Selected passage:
* Start *

Have you read “The Bones of Paradise” by Jonis Agee? What did you think of it? Every year Nebraskans are encouraged to read a specific book to facilitate a common topic of discussion. We are fortunate enough to have this year’s author visit the Lied Scottsbluff Public Library Aug. 25 at 1:30 p.m. to share in our community discussion. Everyone is welcome to come listen to Agee speak.

Jonis Agee’s book “The Bones of Paradise” was chosen as the 2022 One Book One Nebraska selection. Agee is the Adele Hall Chair of English at the University of Nebraska at Lincoln and has written several books. Her works include fiction, nonfiction, poetry and short stories. Agee received the Nebraska Book Award twice and authored three different titles honored as a New York Times Notable Book of the Year.

“The Bones of Paradise” begins with two murders, which don’t seem to be connected. As the story continues, it moves in and out of the present day at the family’s ranch in the 1900s through recent history at 1890 Wounded Knee. It also delves into some of the characters’ pasts. The main characters in “The Bones of Paradise” are complex and sometimes make choices that readers may find confounding.

* End *

Dataset extract:

* Start *

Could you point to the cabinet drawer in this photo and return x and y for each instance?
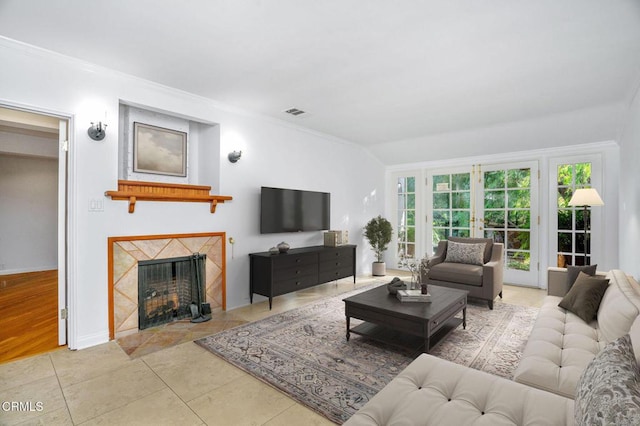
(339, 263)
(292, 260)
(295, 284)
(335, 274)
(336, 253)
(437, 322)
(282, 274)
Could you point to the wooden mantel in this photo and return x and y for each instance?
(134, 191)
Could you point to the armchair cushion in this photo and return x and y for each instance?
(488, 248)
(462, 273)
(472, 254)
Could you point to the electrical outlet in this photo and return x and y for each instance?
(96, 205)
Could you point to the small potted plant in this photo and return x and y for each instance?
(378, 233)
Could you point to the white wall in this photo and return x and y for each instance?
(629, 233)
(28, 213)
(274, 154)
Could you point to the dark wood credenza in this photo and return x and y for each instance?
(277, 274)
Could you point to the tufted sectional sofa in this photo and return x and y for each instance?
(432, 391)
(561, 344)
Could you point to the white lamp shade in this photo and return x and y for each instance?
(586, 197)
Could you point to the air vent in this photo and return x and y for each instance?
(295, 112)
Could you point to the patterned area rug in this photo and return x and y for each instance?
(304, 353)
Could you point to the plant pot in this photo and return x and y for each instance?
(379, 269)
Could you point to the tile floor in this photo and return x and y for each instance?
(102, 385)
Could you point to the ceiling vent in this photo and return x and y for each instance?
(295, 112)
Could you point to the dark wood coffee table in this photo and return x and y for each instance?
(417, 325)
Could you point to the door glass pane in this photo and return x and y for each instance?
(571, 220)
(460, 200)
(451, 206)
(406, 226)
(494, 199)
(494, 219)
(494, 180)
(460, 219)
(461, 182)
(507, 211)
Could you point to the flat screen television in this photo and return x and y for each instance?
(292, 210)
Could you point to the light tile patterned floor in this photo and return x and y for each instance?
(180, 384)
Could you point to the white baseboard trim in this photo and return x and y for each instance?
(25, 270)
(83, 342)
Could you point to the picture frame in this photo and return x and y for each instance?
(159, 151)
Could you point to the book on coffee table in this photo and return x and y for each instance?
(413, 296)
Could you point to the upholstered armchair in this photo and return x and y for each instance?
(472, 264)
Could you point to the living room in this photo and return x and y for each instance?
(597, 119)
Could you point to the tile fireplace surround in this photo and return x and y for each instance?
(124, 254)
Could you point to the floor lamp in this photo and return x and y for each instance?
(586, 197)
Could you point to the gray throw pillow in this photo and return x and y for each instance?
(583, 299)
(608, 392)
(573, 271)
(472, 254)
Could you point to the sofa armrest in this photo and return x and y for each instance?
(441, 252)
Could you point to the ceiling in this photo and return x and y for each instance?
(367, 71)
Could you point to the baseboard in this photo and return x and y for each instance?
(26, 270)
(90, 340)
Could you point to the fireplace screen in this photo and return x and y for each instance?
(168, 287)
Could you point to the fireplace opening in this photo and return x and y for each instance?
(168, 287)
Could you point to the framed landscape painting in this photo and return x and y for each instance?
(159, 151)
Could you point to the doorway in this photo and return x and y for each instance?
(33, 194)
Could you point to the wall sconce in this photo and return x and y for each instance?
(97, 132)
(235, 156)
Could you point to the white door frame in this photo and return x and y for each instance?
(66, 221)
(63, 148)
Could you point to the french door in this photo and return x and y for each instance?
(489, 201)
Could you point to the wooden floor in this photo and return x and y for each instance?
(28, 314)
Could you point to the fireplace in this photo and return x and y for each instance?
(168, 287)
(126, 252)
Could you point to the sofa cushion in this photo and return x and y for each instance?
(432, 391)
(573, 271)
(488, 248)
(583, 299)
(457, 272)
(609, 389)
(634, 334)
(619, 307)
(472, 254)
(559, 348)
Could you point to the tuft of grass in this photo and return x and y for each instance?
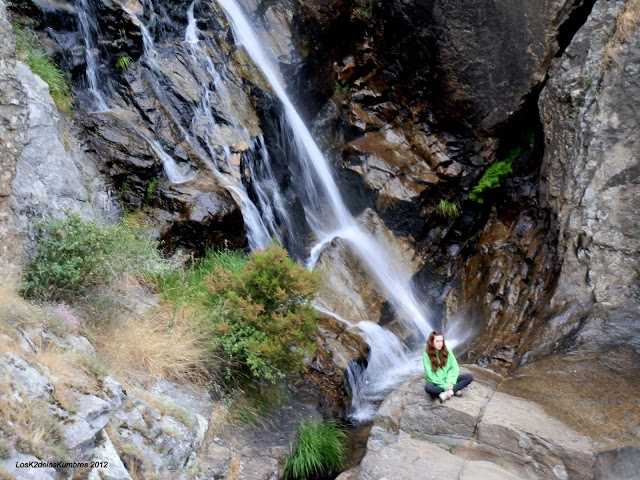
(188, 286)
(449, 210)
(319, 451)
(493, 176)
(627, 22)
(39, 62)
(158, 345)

* End *

Challenge:
Resume the piece about the 2022 One Book One Nebraska selection, picking up after its final sentence. The rows were drawn from a different source.

Written answer:
The timeline moves through various characters and a number of storylines. This style of writing is necessary to reveal the backstory so the reader can fully understand the current events. The characters include ranchers and ranch hands as well as some Lakota folks. The plot hinges on how they all came to be in the story.

Agee teaches creative writing, and it comes through in her books. Her writing is descriptive and more literary than plot-driven.

“She stooped to pick a wild pink rose, avoiding the tiny spines that slivered like unseen glass hairs onto one’s fingers. There was little scent, but the creamy softness of the petals like the insides of a dog’s ear more than made up for it. She placed one on her tongue, and imagined she could taste the hills, the bittersweet tang of life.”

Agee’s specialties are lyrical description and a firm sense of place. This book takes place in the sandhills, somewhere south of Valentine, Nebraska. She has a knack for vivid description.

“To the right was a vast blue lake, the surrounding marsh alive with birds feeding and mating. The air bore the moist scent of water, so blue it put the distant white-blue sky to shame. She shaded her eyes to stare at the lake where pelicans floated peacefully. Nearby a pair of swans stretched their long necks searching the waters for food, and farther on, ducks dove and flapped, green necks glistening in the sun.”

At the heart of this lyrical book is a mystery, but western fans might enjoy it as well.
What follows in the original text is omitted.